Sales recovery, expansion in new markets key to Dr Lal Pathlabs' growth

Higher competition, expansion may be a challenge for margin

Dr Lal Pathlabs, laboratory, tests, Pathology
While near- and medium-term growth should be led by north and east markets, the company is looking at south and west markets to de-risk dependence on Delhi-NCR, which accounts for 35 per cent of sales
Ram Prasad Sahu Mumbai
2 min read Last Updated : Mar 24 2021 | 2:48 AM IST
The Dr Lal Pathlabs stock has gained 13 per cent on expectations that de-risking of the revenue profile, lower Covid-related contribution, and volume gains will improve its sales and margins.

Sales of the company which had been impacted during the first half of FY21 have started recovering. Non-Covid test and walk-in volumes, which were down 38 per cent YoY in the June quarter, came back on the growth track in the December quarter and report­ed an 8 per cent YoY increase. Though walk-in volumes are lower than the pre-pandemic period, they have recovered from the lows of last year.

While near- and medium-term growth should be led by north and east markets, the company is looking at south and west markets to de-risk dependence on Delhi-NCR, which accounts for 35 per cent of sales.

In addition to inorganic growth, the company is planning to put up reference labs in Mumbai and Bengaluru to serve these markets. Alankar Garude of Macquarie Capital believes it will take Dr Lal Pathlabs 4-5 years to stabilise its operations in the two regions. While this will help de-risk its geographical presence and is positive in the long term, it can impact profitability in the near term.

Analysts at Edelweiss Research believe that penetration in the region (west and south) will take longer given stiff competition, which coupled with rising investments and sales from franchisee centres, are likely to impact near-term margins.

· · · · ·

Instructions:
1. Say whether each statement agrees with the Dr Lal Pathlabs article, and give yes or no with the words from the article that decide it. (a) Delhi-NCR makes up 35 per cent of the company's sales. (b) Walk-in volumes have climbed back above their pre-pandemic level. (c) The company plans to set up reference labs in Mumbai and Chennai.
2. Please write out the stretch of the Dr Lal Pathlabs article from "Sales recovery, expansion" through "sales and margins.".

· · · · ·

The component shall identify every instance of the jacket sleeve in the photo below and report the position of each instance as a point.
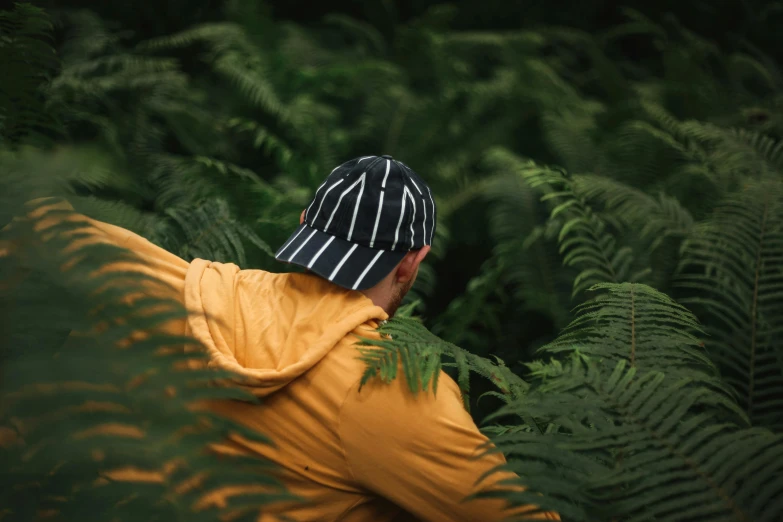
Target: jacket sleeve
(418, 452)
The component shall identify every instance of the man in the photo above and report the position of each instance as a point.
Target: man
(375, 455)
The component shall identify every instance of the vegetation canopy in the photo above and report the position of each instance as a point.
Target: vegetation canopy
(606, 284)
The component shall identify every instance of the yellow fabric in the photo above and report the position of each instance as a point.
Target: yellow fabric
(372, 456)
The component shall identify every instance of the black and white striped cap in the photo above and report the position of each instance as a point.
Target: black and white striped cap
(368, 213)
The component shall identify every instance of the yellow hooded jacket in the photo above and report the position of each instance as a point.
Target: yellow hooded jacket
(375, 455)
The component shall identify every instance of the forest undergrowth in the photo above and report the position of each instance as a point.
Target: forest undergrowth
(606, 285)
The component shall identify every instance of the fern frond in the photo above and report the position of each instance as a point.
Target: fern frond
(211, 232)
(645, 328)
(28, 62)
(633, 446)
(733, 267)
(584, 239)
(654, 219)
(408, 346)
(100, 414)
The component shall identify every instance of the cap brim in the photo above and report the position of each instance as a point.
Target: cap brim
(344, 263)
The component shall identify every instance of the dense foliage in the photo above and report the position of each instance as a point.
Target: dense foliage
(610, 227)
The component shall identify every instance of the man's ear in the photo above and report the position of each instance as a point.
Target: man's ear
(410, 264)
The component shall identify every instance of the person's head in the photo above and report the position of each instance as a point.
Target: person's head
(368, 228)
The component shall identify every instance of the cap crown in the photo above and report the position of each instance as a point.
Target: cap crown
(377, 202)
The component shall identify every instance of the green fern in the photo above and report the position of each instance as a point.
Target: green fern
(82, 392)
(28, 62)
(584, 239)
(407, 346)
(639, 447)
(643, 327)
(732, 267)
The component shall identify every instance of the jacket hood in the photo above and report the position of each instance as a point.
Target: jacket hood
(269, 328)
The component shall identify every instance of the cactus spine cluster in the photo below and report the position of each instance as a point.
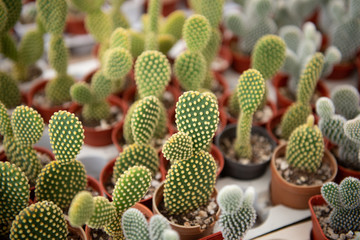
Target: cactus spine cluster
(345, 203)
(250, 92)
(298, 112)
(305, 148)
(136, 227)
(21, 132)
(197, 117)
(56, 180)
(98, 212)
(237, 212)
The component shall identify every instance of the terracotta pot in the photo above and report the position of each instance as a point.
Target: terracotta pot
(281, 80)
(186, 233)
(291, 195)
(106, 175)
(316, 232)
(142, 208)
(214, 151)
(235, 169)
(93, 136)
(45, 113)
(231, 119)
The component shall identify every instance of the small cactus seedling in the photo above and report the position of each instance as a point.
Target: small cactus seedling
(345, 203)
(34, 222)
(305, 148)
(237, 212)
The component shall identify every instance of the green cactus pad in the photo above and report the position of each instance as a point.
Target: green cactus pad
(305, 148)
(15, 192)
(81, 209)
(56, 182)
(152, 73)
(53, 15)
(34, 222)
(190, 183)
(12, 98)
(27, 125)
(268, 55)
(130, 187)
(197, 115)
(196, 32)
(178, 147)
(144, 119)
(66, 135)
(136, 155)
(250, 90)
(103, 214)
(134, 225)
(190, 69)
(295, 115)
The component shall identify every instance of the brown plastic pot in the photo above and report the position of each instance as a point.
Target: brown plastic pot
(45, 113)
(235, 169)
(142, 208)
(281, 80)
(93, 136)
(316, 232)
(185, 233)
(291, 195)
(106, 175)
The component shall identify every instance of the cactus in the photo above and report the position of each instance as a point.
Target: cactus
(344, 200)
(299, 110)
(34, 222)
(237, 213)
(346, 101)
(15, 193)
(257, 13)
(250, 91)
(305, 148)
(152, 73)
(301, 44)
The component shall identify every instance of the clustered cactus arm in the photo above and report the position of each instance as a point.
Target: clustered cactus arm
(237, 213)
(344, 199)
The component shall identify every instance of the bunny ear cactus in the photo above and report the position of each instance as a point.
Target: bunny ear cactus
(250, 91)
(298, 111)
(15, 193)
(152, 73)
(344, 199)
(238, 215)
(305, 148)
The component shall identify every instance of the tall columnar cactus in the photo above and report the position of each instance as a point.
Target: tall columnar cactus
(301, 44)
(305, 148)
(250, 91)
(251, 24)
(190, 66)
(332, 127)
(56, 180)
(135, 227)
(344, 200)
(15, 193)
(34, 222)
(237, 212)
(346, 100)
(298, 112)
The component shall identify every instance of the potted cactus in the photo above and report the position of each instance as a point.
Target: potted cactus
(301, 44)
(197, 117)
(237, 213)
(247, 161)
(248, 26)
(306, 165)
(340, 209)
(339, 131)
(99, 213)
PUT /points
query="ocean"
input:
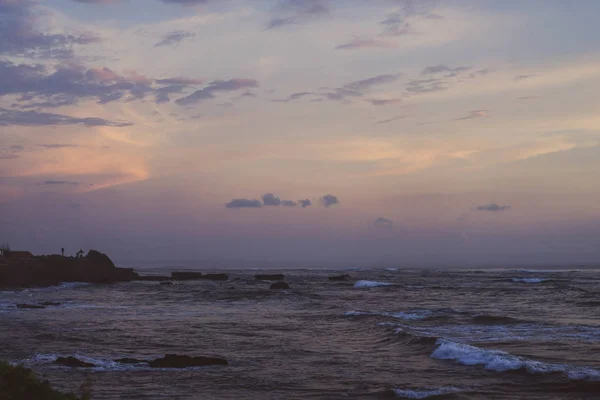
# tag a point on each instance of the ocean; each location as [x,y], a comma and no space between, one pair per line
[382,334]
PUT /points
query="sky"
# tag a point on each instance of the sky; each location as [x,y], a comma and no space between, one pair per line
[302,132]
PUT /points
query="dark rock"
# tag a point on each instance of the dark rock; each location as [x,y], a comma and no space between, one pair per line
[270,277]
[280,285]
[186,276]
[72,362]
[32,306]
[215,277]
[153,278]
[51,270]
[177,361]
[130,361]
[337,278]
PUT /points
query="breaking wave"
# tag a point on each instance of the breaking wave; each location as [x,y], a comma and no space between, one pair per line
[367,284]
[501,361]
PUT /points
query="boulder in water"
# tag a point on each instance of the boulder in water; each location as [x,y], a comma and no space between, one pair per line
[215,277]
[30,306]
[177,361]
[186,276]
[130,361]
[72,362]
[280,285]
[270,277]
[338,278]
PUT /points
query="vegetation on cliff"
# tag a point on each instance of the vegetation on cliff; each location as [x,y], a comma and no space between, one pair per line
[19,383]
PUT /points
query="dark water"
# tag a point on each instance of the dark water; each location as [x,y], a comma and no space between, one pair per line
[431,334]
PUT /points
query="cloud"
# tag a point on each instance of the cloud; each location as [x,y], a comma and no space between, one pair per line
[444,69]
[382,222]
[387,121]
[19,36]
[473,115]
[522,77]
[215,87]
[57,145]
[66,84]
[61,183]
[366,84]
[244,203]
[290,12]
[305,203]
[329,200]
[35,118]
[419,86]
[366,43]
[293,97]
[179,81]
[398,23]
[493,207]
[270,199]
[384,102]
[174,38]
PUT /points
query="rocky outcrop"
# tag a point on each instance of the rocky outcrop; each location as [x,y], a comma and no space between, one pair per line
[270,277]
[30,306]
[51,270]
[72,362]
[130,361]
[177,361]
[192,276]
[280,285]
[338,278]
[186,276]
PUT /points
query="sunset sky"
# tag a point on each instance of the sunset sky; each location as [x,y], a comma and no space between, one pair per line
[302,132]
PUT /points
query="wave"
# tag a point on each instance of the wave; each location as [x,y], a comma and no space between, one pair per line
[100,364]
[501,361]
[529,280]
[484,319]
[368,284]
[414,315]
[424,394]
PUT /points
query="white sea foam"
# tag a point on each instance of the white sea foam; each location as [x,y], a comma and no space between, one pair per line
[500,361]
[413,315]
[366,284]
[529,280]
[423,394]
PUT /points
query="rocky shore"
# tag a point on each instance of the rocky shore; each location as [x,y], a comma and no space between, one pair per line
[41,271]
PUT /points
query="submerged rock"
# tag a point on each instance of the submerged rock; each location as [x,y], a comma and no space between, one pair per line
[186,276]
[31,306]
[177,361]
[130,361]
[337,278]
[280,285]
[270,277]
[72,362]
[215,277]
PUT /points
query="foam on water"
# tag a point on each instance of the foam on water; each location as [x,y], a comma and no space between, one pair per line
[100,364]
[367,284]
[423,394]
[500,361]
[404,315]
[529,280]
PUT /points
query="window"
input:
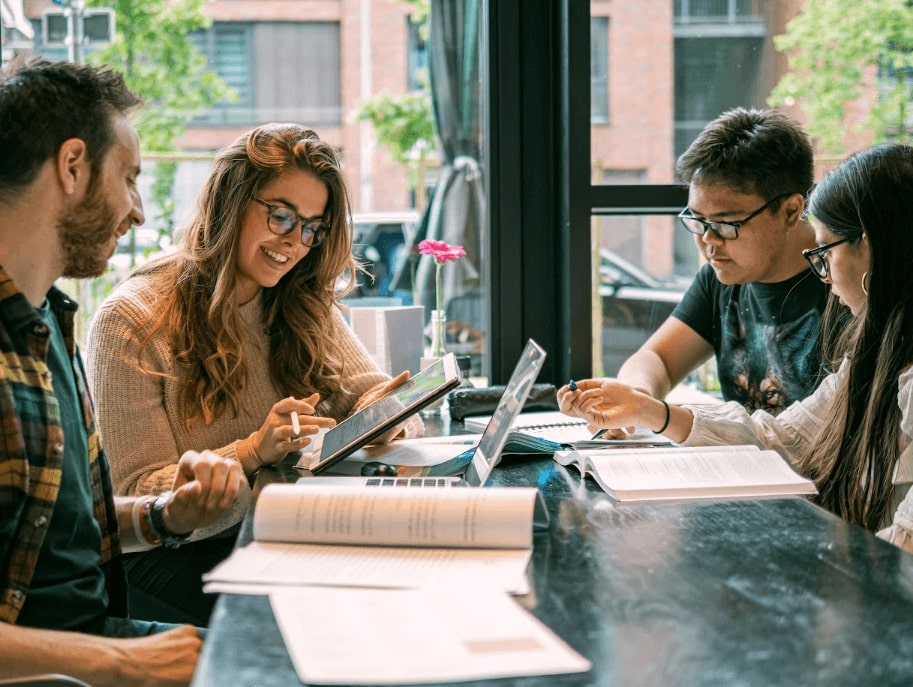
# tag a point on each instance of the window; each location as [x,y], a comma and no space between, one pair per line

· · · · ·

Responses to the exercise:
1.
(a) Yes: "Delhi-NCR, which accounts for 35 per cent of sales"
(b) No: "Though walk-in volumes are lower than the pre-pandemic period"
(c) No: "the company is planning to put up reference labs in Mumbai and Bengaluru"

2.
Sales recovery, expansion in new markets key to Dr Lal Pathlabs' growth

Higher competition, expansion may be a challenge for margin

Dr Lal Pathlabs, laboratory, tests, Pathology
While near- and medium-term growth should be led by north and east markets, the company is looking at south and west markets to de-risk dependence on Delhi-NCR, which accounts for 35 per cent of sales
Ram Prasad Sahu Mumbai
2 min read Last Updated : Mar 24 2021 | 2:48 AM IST
The Dr Lal Pathlabs stock has gained 13 per cent on expectations that de-risking of the revenue profile, lower Covid-related contribution, and volume gains will improve its sales and margins.